— GOAL OF THE EXERCISE —
In the weekly reading post, what was the temperature during the two afternoon basketball training sessions?

— PAGE —
It’s Monday! What Are You Reading?

The Its Monday! What Are You Reading meme is hosted at Book Journey.

Life…

I’ve definitely hit my stride this week, not only did I get a lot read, and reviewed, I watched six movies – Havana Nights (bad), Street Dance (okay), You’ve Got Mail (*sigh*), XMen: Days of Future Past (good). How to Train Your Dragon 2 ( so cute) and Divergent (a lot better than I was expecting) – an entire season of Reckless (only to learn it’s been cancelled – boo!) , a couple of episodes of Salem (hmm not sure about this yet) and a couple of episodes of Property Brothers plus my weekly TV favourites – Scorpion, Agents of Shield, Covert Affairs, Criminal Minds, The Great British Bake Off, NCIS, NCIS LA, NCIS New Orleans, Big Bang Theory, Gotham, Grimm, etc etc .  I was also treated to dinner by my children whose Scout group held a parent appreciation night, held two afternoon training sessions with my basketball team despite the 37C (98F) heat (one win and one loss this week)  – still didn’t do much more than the essential housework though!

life-is-beautiful-wallpaper

 

 What I Read Last Week

Horrorstör by Grady Hendrix

Gemma’s Bluff by Karly Lane

Merciless Gods by Christos Tsiolkas

South of Darkness by John Marsden

A Modern Marriage by Christy and Mark Kidd

The Penguin Leunig: 40th Anniversary Edition by Michael Leunig

Between Us by Marieke Hardy and Michaela McGuire

 

New Posts

(click the titles to read my reviews)

Review: Laurinda by Alice Pung ★★★★1/2

Review: Horrorstör by Grady Hendrix ★★★1/2

Review: Gemma’s Bluff by Karly Lane ★★★

Review: South of Darkness by John Marsden ★★★

Review: A Modern Marriage by Christy and Mark Kidd

About: The Penguin Leunig: 40th Anniversary Edition by Michael Leunig

Stuff on Sundays: Bookshelf Bounty

 

What I Am Reading Today

Forensic expert Professor Nick Fennimore has engineered lectures in Chicago and St Louis – a ploy to get to Detective Chief Inspector Kate Simms. She’s in the United States on sabbatical with St Louis PD, and he’s keen to see her again. Simms is working with a ‘method swap’ team, reviewing cold cases, sharing expertise. But Simms came to the US to escape the fallout from their previous case – the last thing she needs is Fennimore complicating her life. A call for help from a sheriff’s deputy in Oklahoma seems like a welcome distraction for the professor – until he hears the details: a mother dead, her child gone – echoes of Fennimore’s own tragedy. Nine-year-old Red, adventuring in Oklahoma’s backwoods, has no clue that he and his mom are in the killer’s sights. Back in St Louis, investigators discover a pattern: victims – all of them young mothers – dumped along a 600 mile stretch of I-44. The Oklahoma and St Louis investigations converge, uncovering serial murders across two continents and two decades. Under pressure, the killer begins to unravel, and when a fresh body surfaces, the race is on to catch the I-44 killer and save the boy.

— DATA EXTRACT —
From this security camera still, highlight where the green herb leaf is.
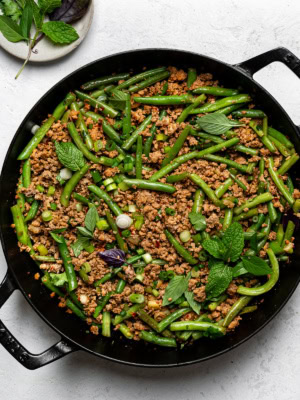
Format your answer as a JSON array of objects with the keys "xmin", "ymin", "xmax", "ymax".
[
  {"xmin": 84, "ymin": 207, "xmax": 98, "ymax": 232},
  {"xmin": 197, "ymin": 114, "xmax": 243, "ymax": 135},
  {"xmin": 0, "ymin": 0, "xmax": 22, "ymax": 22},
  {"xmin": 50, "ymin": 231, "xmax": 64, "ymax": 243},
  {"xmin": 38, "ymin": 0, "xmax": 61, "ymax": 14},
  {"xmin": 184, "ymin": 291, "xmax": 201, "ymax": 315},
  {"xmin": 77, "ymin": 226, "xmax": 93, "ymax": 239},
  {"xmin": 205, "ymin": 263, "xmax": 232, "ymax": 300},
  {"xmin": 189, "ymin": 212, "xmax": 206, "ymax": 232},
  {"xmin": 0, "ymin": 15, "xmax": 25, "ymax": 43},
  {"xmin": 42, "ymin": 21, "xmax": 79, "ymax": 44},
  {"xmin": 55, "ymin": 142, "xmax": 84, "ymax": 171},
  {"xmin": 222, "ymin": 222, "xmax": 245, "ymax": 262},
  {"xmin": 49, "ymin": 272, "xmax": 68, "ymax": 286},
  {"xmin": 71, "ymin": 236, "xmax": 89, "ymax": 257},
  {"xmin": 162, "ymin": 275, "xmax": 189, "ymax": 306},
  {"xmin": 242, "ymin": 256, "xmax": 272, "ymax": 276},
  {"xmin": 20, "ymin": 1, "xmax": 33, "ymax": 39}
]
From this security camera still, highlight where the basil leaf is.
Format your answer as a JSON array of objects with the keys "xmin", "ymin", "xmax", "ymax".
[
  {"xmin": 77, "ymin": 226, "xmax": 93, "ymax": 239},
  {"xmin": 0, "ymin": 15, "xmax": 25, "ymax": 43},
  {"xmin": 38, "ymin": 0, "xmax": 61, "ymax": 14},
  {"xmin": 189, "ymin": 212, "xmax": 206, "ymax": 232},
  {"xmin": 184, "ymin": 291, "xmax": 201, "ymax": 315},
  {"xmin": 222, "ymin": 222, "xmax": 244, "ymax": 262},
  {"xmin": 162, "ymin": 275, "xmax": 189, "ymax": 306},
  {"xmin": 242, "ymin": 256, "xmax": 272, "ymax": 276},
  {"xmin": 55, "ymin": 142, "xmax": 84, "ymax": 171},
  {"xmin": 71, "ymin": 236, "xmax": 89, "ymax": 257},
  {"xmin": 42, "ymin": 21, "xmax": 79, "ymax": 44},
  {"xmin": 20, "ymin": 1, "xmax": 33, "ymax": 39},
  {"xmin": 197, "ymin": 114, "xmax": 243, "ymax": 135},
  {"xmin": 49, "ymin": 0, "xmax": 90, "ymax": 24},
  {"xmin": 0, "ymin": 0, "xmax": 22, "ymax": 22},
  {"xmin": 205, "ymin": 263, "xmax": 232, "ymax": 300},
  {"xmin": 84, "ymin": 206, "xmax": 98, "ymax": 232},
  {"xmin": 49, "ymin": 272, "xmax": 68, "ymax": 286}
]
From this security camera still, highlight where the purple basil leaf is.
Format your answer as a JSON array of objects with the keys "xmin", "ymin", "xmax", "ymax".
[
  {"xmin": 98, "ymin": 249, "xmax": 125, "ymax": 267},
  {"xmin": 49, "ymin": 0, "xmax": 90, "ymax": 24}
]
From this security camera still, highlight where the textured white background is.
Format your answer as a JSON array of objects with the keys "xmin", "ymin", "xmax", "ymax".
[{"xmin": 0, "ymin": 0, "xmax": 300, "ymax": 400}]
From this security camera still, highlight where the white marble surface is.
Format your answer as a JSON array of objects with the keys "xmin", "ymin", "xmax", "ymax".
[{"xmin": 0, "ymin": 0, "xmax": 300, "ymax": 400}]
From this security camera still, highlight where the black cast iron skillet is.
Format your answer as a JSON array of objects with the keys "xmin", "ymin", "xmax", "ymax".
[{"xmin": 0, "ymin": 48, "xmax": 300, "ymax": 369}]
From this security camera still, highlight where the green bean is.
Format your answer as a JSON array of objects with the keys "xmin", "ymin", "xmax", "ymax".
[
  {"xmin": 123, "ymin": 178, "xmax": 176, "ymax": 194},
  {"xmin": 116, "ymin": 67, "xmax": 166, "ymax": 90},
  {"xmin": 223, "ymin": 208, "xmax": 233, "ymax": 231},
  {"xmin": 60, "ymin": 164, "xmax": 90, "ymax": 207},
  {"xmin": 215, "ymin": 178, "xmax": 234, "ymax": 199},
  {"xmin": 102, "ymin": 311, "xmax": 111, "ymax": 337},
  {"xmin": 234, "ymin": 192, "xmax": 273, "ymax": 215},
  {"xmin": 105, "ymin": 211, "xmax": 128, "ymax": 253},
  {"xmin": 161, "ymin": 125, "xmax": 190, "ymax": 167},
  {"xmin": 75, "ymin": 90, "xmax": 118, "ymax": 118},
  {"xmin": 222, "ymin": 296, "xmax": 252, "ymax": 327},
  {"xmin": 191, "ymin": 94, "xmax": 251, "ymax": 114},
  {"xmin": 135, "ymin": 135, "xmax": 143, "ymax": 180},
  {"xmin": 203, "ymin": 154, "xmax": 253, "ymax": 174},
  {"xmin": 128, "ymin": 71, "xmax": 170, "ymax": 93},
  {"xmin": 268, "ymin": 158, "xmax": 294, "ymax": 206},
  {"xmin": 193, "ymin": 86, "xmax": 239, "ymax": 97},
  {"xmin": 189, "ymin": 174, "xmax": 224, "ymax": 207},
  {"xmin": 133, "ymin": 94, "xmax": 196, "ymax": 106},
  {"xmin": 81, "ymin": 72, "xmax": 130, "ymax": 90},
  {"xmin": 122, "ymin": 114, "xmax": 152, "ymax": 150},
  {"xmin": 233, "ymin": 208, "xmax": 258, "ymax": 222},
  {"xmin": 71, "ymin": 102, "xmax": 94, "ymax": 150},
  {"xmin": 232, "ymin": 109, "xmax": 266, "ymax": 118},
  {"xmin": 164, "ymin": 229, "xmax": 198, "ymax": 265},
  {"xmin": 268, "ymin": 127, "xmax": 294, "ymax": 149},
  {"xmin": 187, "ymin": 68, "xmax": 197, "ymax": 88},
  {"xmin": 10, "ymin": 204, "xmax": 30, "ymax": 246},
  {"xmin": 277, "ymin": 153, "xmax": 299, "ymax": 175},
  {"xmin": 25, "ymin": 200, "xmax": 40, "ymax": 222},
  {"xmin": 58, "ymin": 236, "xmax": 78, "ymax": 292},
  {"xmin": 166, "ymin": 172, "xmax": 189, "ymax": 183},
  {"xmin": 140, "ymin": 331, "xmax": 177, "ymax": 347},
  {"xmin": 237, "ymin": 248, "xmax": 279, "ymax": 296},
  {"xmin": 176, "ymin": 94, "xmax": 206, "ymax": 124}
]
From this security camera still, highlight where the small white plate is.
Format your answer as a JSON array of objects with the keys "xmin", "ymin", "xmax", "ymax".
[{"xmin": 0, "ymin": 0, "xmax": 94, "ymax": 62}]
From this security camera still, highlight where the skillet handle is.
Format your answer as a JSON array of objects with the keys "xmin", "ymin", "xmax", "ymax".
[
  {"xmin": 0, "ymin": 272, "xmax": 78, "ymax": 370},
  {"xmin": 234, "ymin": 47, "xmax": 300, "ymax": 78}
]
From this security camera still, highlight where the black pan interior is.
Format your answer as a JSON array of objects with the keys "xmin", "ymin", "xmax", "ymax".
[{"xmin": 0, "ymin": 49, "xmax": 300, "ymax": 367}]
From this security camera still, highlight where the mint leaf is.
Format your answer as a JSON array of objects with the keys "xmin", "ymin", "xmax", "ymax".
[
  {"xmin": 0, "ymin": 15, "xmax": 25, "ymax": 43},
  {"xmin": 71, "ymin": 236, "xmax": 89, "ymax": 257},
  {"xmin": 84, "ymin": 206, "xmax": 98, "ymax": 232},
  {"xmin": 242, "ymin": 256, "xmax": 272, "ymax": 276},
  {"xmin": 222, "ymin": 222, "xmax": 244, "ymax": 262},
  {"xmin": 197, "ymin": 113, "xmax": 243, "ymax": 135},
  {"xmin": 205, "ymin": 263, "xmax": 232, "ymax": 300},
  {"xmin": 184, "ymin": 291, "xmax": 201, "ymax": 315},
  {"xmin": 38, "ymin": 0, "xmax": 61, "ymax": 14},
  {"xmin": 49, "ymin": 272, "xmax": 68, "ymax": 286},
  {"xmin": 162, "ymin": 275, "xmax": 189, "ymax": 306},
  {"xmin": 189, "ymin": 212, "xmax": 206, "ymax": 232},
  {"xmin": 202, "ymin": 238, "xmax": 225, "ymax": 259},
  {"xmin": 55, "ymin": 142, "xmax": 85, "ymax": 171},
  {"xmin": 77, "ymin": 226, "xmax": 93, "ymax": 239},
  {"xmin": 20, "ymin": 1, "xmax": 33, "ymax": 39},
  {"xmin": 42, "ymin": 21, "xmax": 79, "ymax": 44},
  {"xmin": 0, "ymin": 0, "xmax": 22, "ymax": 22}
]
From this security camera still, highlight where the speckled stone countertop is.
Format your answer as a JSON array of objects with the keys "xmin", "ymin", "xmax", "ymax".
[{"xmin": 0, "ymin": 0, "xmax": 300, "ymax": 400}]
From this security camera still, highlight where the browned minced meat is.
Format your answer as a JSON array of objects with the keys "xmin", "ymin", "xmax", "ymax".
[{"xmin": 12, "ymin": 67, "xmax": 300, "ymax": 340}]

— WRITTEN SOLUTION —
37C (98F).